>>>>

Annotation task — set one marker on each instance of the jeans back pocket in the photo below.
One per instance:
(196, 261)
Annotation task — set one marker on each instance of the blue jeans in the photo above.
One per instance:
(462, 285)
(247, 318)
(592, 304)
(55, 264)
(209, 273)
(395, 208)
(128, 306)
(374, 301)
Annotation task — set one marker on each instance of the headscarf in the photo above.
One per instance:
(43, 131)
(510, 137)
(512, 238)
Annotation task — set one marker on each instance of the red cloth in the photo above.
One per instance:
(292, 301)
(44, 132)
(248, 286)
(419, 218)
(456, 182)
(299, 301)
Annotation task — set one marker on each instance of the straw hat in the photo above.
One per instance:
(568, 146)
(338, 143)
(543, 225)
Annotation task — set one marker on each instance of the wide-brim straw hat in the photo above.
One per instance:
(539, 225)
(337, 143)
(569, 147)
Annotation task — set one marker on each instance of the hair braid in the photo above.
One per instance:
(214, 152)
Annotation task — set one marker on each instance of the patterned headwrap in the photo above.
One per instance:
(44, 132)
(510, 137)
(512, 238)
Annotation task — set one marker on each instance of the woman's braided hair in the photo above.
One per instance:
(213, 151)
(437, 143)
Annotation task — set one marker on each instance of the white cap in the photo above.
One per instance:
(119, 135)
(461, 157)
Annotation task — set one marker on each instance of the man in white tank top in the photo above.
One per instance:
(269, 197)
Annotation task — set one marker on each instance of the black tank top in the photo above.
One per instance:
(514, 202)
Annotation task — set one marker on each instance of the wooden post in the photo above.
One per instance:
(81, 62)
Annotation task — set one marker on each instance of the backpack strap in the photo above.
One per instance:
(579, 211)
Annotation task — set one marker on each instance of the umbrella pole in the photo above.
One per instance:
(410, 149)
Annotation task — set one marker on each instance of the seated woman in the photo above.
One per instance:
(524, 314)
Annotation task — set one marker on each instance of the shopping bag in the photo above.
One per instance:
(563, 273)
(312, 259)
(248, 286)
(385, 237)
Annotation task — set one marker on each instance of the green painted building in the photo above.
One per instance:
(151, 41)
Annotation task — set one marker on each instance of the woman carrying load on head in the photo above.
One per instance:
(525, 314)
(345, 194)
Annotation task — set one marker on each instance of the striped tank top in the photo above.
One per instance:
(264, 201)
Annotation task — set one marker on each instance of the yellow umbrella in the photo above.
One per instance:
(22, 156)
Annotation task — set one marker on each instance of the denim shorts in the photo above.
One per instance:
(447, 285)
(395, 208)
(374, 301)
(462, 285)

<<<<

Report each line of the listing above that uses the word "woman".

Annotation task — set one marker on each instance of the woman's braided hair in the photo above.
Annotation task — set one marker on each instance of the seated woman in the photo above.
Annotation task — set one marker on each instance of the woman carrying load on head in the photo above.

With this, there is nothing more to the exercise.